Dataset content:
━━━━━━━━━━━━━━━━━━━━

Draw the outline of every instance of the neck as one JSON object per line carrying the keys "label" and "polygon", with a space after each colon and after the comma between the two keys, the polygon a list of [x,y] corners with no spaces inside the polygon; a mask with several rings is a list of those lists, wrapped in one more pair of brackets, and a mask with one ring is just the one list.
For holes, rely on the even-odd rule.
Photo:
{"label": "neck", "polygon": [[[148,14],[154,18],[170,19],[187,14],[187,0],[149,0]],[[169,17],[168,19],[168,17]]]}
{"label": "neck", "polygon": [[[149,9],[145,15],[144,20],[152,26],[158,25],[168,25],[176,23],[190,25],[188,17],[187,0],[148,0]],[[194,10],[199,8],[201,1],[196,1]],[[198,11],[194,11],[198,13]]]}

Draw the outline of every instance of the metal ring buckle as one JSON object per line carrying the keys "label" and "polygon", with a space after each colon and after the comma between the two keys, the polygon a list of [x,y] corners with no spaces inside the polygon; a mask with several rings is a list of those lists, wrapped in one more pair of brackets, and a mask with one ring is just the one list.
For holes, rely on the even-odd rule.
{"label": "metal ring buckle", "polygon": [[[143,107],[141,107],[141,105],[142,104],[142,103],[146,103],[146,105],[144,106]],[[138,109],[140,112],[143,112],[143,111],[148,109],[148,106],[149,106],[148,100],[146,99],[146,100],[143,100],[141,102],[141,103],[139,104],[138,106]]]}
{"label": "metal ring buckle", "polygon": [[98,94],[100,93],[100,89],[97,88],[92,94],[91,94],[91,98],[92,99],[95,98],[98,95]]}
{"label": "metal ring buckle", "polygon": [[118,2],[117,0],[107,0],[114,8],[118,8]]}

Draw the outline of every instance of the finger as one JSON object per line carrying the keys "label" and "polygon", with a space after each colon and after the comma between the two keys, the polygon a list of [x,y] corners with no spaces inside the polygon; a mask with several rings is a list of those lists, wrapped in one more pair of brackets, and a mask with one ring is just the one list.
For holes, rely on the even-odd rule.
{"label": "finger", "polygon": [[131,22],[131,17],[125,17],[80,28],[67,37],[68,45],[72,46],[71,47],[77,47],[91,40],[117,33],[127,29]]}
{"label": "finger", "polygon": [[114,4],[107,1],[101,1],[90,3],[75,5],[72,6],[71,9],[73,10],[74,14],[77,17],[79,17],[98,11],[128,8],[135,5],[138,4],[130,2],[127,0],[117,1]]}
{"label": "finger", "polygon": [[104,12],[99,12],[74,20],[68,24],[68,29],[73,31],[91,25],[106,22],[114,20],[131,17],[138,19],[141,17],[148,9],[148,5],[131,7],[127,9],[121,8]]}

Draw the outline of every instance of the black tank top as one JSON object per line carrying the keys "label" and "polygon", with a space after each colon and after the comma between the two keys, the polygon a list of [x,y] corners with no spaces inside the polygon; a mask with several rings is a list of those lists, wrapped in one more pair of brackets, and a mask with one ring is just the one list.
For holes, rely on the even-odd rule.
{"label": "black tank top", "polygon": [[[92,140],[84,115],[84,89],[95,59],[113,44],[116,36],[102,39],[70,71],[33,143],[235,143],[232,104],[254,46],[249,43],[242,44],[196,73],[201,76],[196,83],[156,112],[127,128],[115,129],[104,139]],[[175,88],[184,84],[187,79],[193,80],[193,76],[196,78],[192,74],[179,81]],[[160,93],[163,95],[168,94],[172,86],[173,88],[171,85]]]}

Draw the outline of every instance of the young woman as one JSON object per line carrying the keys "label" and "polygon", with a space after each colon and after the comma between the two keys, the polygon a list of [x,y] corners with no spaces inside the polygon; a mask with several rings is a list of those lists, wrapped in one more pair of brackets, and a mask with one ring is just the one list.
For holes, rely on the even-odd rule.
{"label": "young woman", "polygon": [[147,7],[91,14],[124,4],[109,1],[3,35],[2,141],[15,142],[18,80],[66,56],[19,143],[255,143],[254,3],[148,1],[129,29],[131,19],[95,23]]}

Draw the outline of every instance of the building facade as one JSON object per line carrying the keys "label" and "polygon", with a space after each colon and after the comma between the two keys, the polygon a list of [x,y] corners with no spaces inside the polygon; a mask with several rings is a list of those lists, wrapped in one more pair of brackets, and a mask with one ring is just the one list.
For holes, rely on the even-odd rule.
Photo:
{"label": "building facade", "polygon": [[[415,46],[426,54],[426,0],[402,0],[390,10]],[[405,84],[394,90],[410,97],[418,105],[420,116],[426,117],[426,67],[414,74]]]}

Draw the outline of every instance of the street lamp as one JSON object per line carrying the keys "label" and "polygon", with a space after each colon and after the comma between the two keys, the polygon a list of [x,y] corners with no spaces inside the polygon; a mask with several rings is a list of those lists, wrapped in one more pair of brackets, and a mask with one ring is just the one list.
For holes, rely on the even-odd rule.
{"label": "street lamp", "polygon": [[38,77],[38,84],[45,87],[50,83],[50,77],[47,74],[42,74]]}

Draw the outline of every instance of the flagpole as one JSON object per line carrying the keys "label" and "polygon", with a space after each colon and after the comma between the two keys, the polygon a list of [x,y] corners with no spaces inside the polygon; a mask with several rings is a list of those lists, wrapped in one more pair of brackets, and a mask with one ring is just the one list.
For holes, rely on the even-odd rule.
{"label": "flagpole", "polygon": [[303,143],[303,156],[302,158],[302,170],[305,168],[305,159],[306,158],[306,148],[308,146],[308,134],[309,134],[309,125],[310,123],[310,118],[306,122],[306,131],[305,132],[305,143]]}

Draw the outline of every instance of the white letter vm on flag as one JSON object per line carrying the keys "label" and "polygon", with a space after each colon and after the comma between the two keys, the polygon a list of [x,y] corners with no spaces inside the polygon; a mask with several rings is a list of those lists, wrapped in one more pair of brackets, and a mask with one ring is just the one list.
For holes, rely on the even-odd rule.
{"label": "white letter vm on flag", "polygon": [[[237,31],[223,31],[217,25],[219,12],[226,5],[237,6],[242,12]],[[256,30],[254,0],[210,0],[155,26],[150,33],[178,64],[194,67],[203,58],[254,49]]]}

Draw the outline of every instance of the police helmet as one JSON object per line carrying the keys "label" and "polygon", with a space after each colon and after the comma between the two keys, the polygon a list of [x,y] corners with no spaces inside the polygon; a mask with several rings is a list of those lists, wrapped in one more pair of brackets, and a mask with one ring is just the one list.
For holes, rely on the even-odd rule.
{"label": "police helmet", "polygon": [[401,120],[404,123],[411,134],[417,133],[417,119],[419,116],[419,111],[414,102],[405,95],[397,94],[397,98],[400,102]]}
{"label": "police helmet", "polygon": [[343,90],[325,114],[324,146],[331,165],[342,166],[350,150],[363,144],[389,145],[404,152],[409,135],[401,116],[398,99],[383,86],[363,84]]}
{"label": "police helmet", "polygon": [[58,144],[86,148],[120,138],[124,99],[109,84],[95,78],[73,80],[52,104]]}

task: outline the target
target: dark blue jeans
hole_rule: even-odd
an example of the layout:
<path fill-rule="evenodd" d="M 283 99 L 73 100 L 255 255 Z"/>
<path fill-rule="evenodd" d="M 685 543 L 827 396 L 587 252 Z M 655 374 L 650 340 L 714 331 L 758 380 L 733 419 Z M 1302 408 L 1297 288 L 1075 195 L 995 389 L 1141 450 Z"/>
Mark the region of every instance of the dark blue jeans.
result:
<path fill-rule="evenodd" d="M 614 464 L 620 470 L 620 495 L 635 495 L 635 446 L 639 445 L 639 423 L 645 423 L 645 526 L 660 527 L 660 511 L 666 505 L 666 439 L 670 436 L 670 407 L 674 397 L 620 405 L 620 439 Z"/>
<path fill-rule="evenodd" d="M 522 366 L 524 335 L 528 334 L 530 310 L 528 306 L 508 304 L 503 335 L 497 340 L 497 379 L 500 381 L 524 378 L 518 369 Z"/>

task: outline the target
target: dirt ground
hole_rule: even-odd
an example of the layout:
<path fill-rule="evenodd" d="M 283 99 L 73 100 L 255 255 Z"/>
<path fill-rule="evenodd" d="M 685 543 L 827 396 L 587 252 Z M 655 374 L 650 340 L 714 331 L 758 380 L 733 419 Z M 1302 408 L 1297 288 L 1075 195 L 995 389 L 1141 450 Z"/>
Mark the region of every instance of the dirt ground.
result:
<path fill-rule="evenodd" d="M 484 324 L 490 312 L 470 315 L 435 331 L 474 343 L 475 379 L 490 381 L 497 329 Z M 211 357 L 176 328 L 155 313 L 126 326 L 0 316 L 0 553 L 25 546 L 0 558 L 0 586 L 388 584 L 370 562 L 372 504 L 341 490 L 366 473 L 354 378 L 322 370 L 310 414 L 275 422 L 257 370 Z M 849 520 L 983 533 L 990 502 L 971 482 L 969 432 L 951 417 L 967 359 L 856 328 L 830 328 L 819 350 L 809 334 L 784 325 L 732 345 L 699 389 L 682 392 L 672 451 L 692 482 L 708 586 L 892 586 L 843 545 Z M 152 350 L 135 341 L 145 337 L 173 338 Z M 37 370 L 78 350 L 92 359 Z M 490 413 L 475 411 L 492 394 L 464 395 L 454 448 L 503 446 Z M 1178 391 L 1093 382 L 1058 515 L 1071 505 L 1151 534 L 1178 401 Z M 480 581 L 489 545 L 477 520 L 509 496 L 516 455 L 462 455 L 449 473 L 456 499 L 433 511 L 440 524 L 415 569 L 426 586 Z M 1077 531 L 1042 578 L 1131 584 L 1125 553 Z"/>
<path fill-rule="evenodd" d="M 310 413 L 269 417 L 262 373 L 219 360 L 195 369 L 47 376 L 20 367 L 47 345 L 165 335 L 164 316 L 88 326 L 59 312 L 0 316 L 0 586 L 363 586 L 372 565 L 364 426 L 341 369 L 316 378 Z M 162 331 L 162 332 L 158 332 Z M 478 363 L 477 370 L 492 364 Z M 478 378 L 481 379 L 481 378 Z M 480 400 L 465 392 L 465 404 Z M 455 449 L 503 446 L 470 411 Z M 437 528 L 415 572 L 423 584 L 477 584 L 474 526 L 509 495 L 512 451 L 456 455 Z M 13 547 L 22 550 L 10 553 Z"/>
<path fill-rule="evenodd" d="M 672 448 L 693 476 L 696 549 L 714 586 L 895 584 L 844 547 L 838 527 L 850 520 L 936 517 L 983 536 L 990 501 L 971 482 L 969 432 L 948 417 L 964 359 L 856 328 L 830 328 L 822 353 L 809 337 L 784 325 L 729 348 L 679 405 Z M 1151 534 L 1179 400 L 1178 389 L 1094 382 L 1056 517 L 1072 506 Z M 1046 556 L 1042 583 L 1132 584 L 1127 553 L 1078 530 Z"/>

━━━━━━━━━━━━━━━━━━━━

Exercise: How many lines in the rows above contain the word "lamp"? Reply with the number alone.

Answer to this problem: 2